* [Passage]:

Saturday, April 2, 2011

"Special needs"

I use the term "special needs" to describe the children I once taught who were diagnosed with Autism. Each student fit on a different point on the spectrum of Autism. Anyone who knows anything about Autism is aware that these children are very bright, loving, and very complicated. They also have the most incredible desire to learn and be "normal." The students I taught displayed some typical behaviors associated with Autism such as not acknowledging people around them.

At the beginning of the school year, I was faced with seven students who never interacted with each other. More than anything I wanted my students to interact with each other. I had the "experts" tell me what behavior to expect and that there were just some things that I would have to accept about this particular population and that they may never interact with each other regardless of what I did. Being as stubborn and determined as I am, I began my grand plan to get my students to interact with each other special needs or not.

I created center activities that required two or more students to complete each task. My students were not too receptive to the idea of working with another person because the "experts" had deemed that inappropriate for these students. Regardless, I began to encourage my students to play ball together on the playground and other games that required two or more players. I encouraged my aides to ensure that our students were interacting with each other as much as possible.  I was very persistent with them and I am glad to say that my persistence paid off.

By the end of the school year, my students were fighting with each other over toys, they were also reminding each other of the classroom rules, and actually hugging each other when they saw the need to. They began to interact with other students who were not in our classroom when they would see them on the playground or in the lunch room. Some of my students could not speak, but they still managed to make friends with other students outside our classroom. Play translates well with children no matter if they're "special needs" or "normal." Hooray for my students!

Never underestimate the power of the human spirit "special needs" or not. We all have special needs and there is nothing normal about any of us. Of course, this is my humble opinion.

(Point localization data)
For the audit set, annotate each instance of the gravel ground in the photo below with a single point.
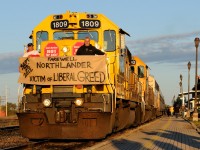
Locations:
(11, 138)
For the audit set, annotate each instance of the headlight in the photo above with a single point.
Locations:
(65, 49)
(47, 102)
(78, 101)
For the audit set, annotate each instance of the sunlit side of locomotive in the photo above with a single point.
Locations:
(80, 97)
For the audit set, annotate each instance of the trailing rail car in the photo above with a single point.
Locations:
(66, 96)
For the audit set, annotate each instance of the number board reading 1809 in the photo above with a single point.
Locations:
(89, 23)
(59, 24)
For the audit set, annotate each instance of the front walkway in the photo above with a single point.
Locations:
(165, 133)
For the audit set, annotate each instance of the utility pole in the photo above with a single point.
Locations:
(6, 102)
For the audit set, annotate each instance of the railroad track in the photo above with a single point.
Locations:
(10, 128)
(29, 145)
(64, 144)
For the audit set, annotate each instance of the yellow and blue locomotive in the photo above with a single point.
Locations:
(66, 96)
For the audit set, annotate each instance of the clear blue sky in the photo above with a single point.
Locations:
(162, 34)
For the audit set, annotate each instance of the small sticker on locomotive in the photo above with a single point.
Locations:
(83, 23)
(59, 24)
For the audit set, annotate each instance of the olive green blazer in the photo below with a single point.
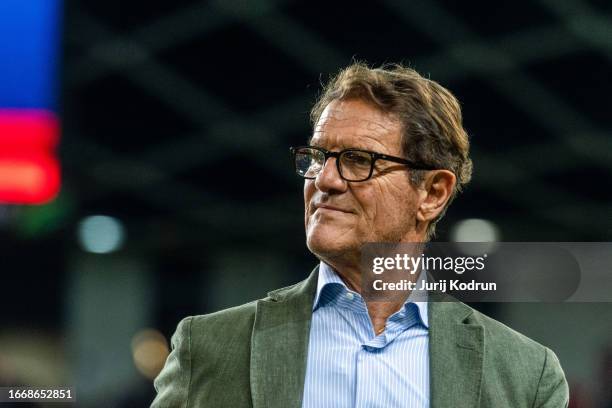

* [Goal of the exercise]: According to the post on "special needs," how many students did the teacher face at the beginning of the school year? These records are drawn from a separate source and have no connection to the post.

* [Solution]: Seven students.